** begin Given data **
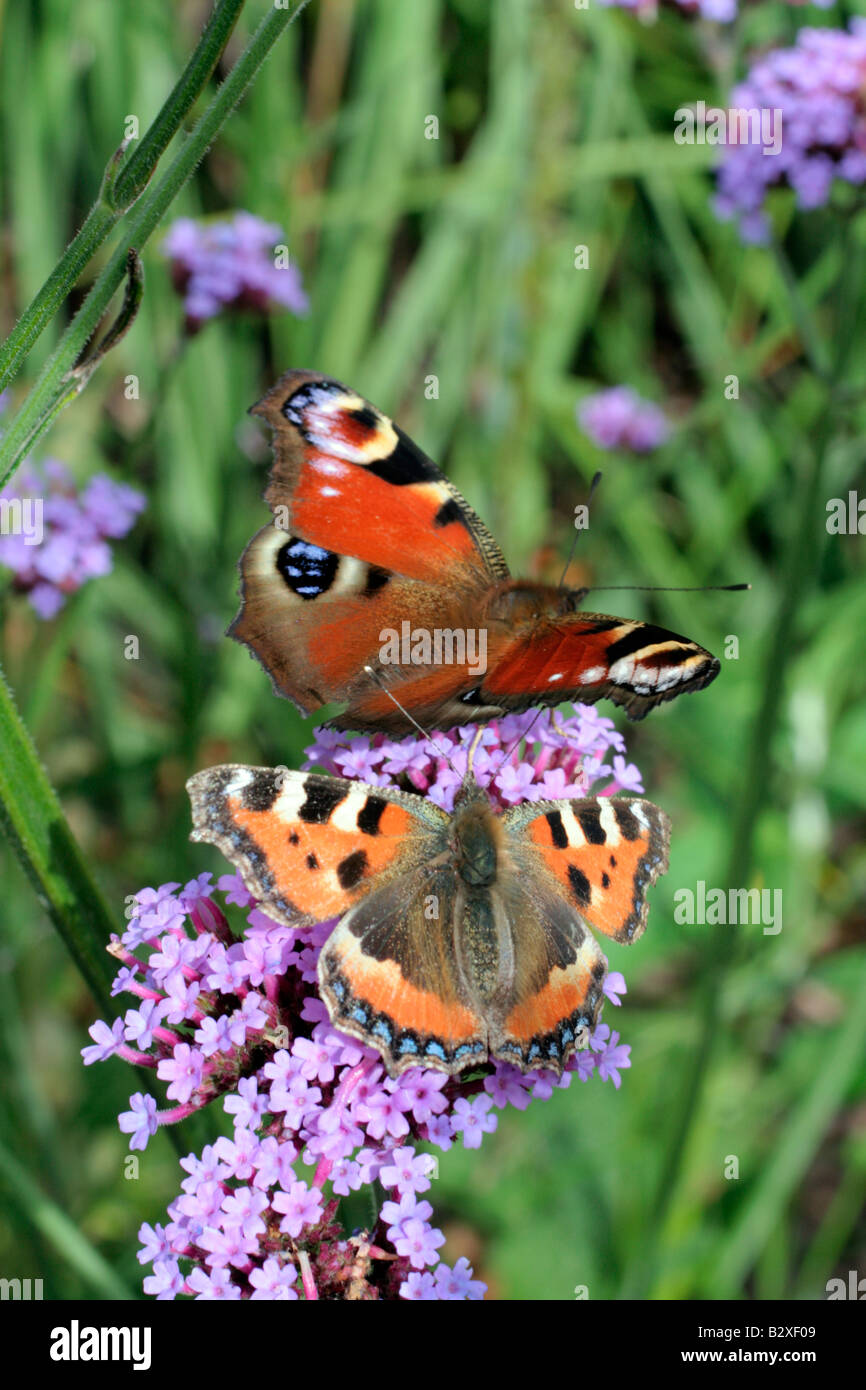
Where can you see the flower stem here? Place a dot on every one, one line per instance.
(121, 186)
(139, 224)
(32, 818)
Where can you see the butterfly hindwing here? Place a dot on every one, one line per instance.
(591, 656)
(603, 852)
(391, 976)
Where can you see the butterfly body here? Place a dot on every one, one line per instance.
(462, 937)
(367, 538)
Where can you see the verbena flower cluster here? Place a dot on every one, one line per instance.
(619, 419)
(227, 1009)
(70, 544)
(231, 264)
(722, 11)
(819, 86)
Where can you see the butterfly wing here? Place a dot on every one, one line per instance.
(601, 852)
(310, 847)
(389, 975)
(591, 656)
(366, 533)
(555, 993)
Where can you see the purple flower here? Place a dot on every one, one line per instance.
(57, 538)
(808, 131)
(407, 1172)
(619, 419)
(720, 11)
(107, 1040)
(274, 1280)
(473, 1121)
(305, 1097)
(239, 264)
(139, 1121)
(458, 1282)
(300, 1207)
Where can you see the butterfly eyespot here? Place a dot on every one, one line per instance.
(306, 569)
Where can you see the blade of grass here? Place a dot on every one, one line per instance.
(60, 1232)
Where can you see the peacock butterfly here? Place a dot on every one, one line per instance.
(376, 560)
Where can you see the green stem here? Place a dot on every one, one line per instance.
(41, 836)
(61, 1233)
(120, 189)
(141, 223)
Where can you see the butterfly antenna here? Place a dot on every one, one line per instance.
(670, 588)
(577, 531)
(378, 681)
** end Given data **
** begin Given data **
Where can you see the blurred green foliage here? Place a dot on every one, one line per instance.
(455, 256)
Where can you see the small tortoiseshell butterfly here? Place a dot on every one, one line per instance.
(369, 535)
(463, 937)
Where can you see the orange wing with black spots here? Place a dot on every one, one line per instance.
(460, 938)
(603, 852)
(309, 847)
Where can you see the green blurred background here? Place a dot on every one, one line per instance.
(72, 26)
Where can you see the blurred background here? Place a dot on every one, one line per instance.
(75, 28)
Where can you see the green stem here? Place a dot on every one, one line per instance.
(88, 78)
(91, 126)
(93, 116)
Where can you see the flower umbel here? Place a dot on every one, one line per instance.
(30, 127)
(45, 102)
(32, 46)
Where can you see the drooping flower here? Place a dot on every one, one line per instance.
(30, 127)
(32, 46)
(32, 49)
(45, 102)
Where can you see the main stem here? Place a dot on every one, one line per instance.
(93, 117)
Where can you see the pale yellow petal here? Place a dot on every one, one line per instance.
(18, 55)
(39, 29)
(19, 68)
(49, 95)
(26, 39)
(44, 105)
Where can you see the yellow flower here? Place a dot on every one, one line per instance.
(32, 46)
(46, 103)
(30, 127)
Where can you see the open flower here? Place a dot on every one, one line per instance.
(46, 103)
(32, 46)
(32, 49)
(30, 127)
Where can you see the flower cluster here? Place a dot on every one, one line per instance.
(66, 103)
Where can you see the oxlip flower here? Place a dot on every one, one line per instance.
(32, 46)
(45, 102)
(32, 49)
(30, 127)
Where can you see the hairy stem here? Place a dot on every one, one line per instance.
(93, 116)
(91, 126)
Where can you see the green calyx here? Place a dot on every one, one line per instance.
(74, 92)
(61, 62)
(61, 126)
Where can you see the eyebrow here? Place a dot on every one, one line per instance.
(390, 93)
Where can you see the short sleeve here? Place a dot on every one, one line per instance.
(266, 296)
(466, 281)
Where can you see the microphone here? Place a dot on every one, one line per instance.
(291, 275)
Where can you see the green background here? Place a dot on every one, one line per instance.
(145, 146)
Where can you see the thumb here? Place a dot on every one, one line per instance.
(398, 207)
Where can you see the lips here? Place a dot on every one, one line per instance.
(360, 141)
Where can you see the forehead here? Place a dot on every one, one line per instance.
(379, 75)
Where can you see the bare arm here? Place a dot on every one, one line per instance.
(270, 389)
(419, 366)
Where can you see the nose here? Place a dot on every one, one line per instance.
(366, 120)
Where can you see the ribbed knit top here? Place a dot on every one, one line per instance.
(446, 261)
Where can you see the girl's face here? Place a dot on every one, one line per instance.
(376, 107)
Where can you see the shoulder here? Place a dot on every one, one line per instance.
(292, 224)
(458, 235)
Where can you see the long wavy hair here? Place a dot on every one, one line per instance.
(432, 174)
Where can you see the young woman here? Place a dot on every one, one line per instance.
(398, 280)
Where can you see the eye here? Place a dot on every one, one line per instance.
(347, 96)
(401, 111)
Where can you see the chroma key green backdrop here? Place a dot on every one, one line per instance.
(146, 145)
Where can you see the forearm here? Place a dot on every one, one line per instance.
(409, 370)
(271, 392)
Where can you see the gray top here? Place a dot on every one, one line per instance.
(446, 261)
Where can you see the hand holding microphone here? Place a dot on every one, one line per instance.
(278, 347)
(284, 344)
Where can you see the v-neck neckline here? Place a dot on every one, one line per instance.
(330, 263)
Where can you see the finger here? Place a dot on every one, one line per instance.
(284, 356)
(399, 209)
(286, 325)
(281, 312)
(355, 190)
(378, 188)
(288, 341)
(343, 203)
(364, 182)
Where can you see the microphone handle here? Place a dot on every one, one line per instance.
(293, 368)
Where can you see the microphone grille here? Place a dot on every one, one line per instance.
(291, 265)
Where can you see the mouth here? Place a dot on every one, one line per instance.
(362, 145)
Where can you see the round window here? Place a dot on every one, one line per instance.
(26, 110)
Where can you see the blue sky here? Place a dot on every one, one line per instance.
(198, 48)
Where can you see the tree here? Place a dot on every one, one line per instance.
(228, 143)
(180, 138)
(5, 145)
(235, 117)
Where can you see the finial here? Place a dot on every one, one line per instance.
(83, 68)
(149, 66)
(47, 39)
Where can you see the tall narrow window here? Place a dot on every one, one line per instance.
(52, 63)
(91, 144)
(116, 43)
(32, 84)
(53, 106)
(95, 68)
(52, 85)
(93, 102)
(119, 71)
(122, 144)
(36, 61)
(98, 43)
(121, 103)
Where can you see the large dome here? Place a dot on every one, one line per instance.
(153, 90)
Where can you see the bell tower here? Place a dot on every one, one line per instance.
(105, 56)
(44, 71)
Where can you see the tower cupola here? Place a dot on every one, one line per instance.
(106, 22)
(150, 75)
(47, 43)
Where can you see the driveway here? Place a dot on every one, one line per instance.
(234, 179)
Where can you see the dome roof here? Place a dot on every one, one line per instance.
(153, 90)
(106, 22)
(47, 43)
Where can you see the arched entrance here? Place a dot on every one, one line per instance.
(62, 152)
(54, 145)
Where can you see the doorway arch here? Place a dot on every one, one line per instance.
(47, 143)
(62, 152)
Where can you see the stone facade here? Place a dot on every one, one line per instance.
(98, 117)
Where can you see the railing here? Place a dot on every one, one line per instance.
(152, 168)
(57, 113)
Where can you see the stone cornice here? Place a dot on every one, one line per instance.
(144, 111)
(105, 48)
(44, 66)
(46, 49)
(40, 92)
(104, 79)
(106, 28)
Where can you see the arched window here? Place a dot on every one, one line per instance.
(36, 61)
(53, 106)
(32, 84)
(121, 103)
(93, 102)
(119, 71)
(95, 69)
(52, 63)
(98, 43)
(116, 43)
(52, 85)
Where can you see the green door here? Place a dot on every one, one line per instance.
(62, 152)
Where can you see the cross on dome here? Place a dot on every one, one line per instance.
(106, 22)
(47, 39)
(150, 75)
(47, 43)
** end Given data **
** begin Given data **
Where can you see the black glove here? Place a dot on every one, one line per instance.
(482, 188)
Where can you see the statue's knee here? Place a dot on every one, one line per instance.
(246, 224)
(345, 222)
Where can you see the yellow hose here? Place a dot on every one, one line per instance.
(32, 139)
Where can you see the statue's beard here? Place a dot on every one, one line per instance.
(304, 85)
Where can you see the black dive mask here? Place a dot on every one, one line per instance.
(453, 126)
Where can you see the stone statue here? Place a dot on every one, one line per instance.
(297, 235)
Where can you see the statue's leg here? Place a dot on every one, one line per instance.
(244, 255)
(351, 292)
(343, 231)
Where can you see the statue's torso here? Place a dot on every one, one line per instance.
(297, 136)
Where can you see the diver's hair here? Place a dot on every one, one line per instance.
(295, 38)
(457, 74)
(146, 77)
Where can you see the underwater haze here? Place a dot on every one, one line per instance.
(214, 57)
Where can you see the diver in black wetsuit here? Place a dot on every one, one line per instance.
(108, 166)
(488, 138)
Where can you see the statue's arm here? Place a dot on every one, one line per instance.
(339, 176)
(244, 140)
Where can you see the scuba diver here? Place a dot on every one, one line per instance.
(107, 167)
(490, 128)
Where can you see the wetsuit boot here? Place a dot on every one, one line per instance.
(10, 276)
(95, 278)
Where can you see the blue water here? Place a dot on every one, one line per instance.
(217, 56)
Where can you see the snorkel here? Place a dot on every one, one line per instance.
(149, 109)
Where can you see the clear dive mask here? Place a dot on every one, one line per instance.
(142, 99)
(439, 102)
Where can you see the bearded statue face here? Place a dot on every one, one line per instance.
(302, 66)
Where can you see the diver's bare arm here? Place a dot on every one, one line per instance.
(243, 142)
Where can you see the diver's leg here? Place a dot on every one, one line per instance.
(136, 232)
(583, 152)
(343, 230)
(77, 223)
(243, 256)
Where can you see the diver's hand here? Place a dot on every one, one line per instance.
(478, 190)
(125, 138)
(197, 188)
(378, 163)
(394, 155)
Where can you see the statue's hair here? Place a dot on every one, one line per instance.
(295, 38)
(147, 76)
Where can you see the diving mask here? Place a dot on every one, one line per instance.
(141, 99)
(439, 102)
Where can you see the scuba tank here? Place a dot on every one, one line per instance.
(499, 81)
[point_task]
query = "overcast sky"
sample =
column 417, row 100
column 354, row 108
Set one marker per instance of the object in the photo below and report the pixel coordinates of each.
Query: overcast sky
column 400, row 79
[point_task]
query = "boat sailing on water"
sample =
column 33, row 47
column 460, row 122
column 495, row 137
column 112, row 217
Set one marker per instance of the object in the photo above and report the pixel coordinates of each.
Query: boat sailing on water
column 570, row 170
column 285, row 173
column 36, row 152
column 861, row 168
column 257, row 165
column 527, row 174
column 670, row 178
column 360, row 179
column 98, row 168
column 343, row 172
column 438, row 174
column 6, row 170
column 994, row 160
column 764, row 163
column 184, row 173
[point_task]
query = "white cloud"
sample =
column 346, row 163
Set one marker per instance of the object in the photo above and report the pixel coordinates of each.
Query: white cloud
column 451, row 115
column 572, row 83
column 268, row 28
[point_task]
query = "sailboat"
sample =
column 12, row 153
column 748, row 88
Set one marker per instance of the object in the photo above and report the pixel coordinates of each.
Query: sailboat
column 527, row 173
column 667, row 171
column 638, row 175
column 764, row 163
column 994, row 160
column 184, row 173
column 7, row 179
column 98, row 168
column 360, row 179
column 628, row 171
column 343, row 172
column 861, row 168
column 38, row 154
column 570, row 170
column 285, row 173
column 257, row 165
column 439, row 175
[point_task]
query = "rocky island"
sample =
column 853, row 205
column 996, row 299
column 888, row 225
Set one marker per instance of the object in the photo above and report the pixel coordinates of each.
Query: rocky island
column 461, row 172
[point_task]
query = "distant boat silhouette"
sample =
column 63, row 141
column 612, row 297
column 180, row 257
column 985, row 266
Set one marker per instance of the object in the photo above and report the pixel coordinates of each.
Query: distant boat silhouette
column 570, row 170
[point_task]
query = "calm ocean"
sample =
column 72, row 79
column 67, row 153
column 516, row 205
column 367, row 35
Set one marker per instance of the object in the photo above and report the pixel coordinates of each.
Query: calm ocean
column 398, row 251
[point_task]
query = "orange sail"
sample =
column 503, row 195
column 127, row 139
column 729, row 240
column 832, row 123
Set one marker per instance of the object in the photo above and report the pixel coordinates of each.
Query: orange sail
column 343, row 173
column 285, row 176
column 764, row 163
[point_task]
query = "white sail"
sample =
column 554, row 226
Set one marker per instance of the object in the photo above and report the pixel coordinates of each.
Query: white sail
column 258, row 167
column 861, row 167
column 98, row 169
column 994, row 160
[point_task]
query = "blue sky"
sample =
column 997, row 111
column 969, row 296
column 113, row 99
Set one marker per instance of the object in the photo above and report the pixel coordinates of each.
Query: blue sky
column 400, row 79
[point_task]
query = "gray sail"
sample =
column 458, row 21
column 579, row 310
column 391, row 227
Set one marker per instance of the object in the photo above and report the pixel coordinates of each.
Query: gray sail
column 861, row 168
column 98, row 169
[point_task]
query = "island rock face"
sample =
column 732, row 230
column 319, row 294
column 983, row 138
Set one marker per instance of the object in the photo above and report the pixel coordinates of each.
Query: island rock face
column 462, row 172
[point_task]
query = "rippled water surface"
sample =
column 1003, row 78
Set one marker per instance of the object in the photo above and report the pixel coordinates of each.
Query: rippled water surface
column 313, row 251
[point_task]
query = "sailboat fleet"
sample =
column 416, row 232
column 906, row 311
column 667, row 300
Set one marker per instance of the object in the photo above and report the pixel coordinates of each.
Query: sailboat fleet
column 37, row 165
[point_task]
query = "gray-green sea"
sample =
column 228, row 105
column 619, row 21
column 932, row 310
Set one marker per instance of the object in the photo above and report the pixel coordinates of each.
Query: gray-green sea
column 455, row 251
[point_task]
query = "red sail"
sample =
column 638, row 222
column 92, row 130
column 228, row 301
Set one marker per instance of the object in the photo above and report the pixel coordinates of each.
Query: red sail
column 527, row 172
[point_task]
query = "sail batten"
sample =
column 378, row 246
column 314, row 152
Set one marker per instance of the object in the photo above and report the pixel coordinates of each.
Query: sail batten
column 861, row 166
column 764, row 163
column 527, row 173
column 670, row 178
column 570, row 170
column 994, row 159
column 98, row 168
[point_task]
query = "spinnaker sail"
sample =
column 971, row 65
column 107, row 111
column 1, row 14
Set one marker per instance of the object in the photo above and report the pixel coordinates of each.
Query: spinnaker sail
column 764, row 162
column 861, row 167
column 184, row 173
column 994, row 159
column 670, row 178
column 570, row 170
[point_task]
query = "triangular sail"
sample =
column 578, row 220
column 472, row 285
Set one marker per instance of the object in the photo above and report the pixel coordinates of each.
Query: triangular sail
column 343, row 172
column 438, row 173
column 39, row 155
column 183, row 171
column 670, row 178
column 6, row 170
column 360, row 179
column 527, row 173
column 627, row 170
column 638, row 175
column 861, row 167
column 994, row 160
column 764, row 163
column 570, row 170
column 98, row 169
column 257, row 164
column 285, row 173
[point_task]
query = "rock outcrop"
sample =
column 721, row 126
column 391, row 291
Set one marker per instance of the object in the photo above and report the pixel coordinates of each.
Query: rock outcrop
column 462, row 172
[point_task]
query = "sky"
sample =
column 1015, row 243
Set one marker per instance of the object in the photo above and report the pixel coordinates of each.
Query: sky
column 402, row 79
** end Given data **
Gather every line of the listing above that contains the word "sailing" and copy each one unchanged.

query = "boat sailing on water"
Query: boat sailing on water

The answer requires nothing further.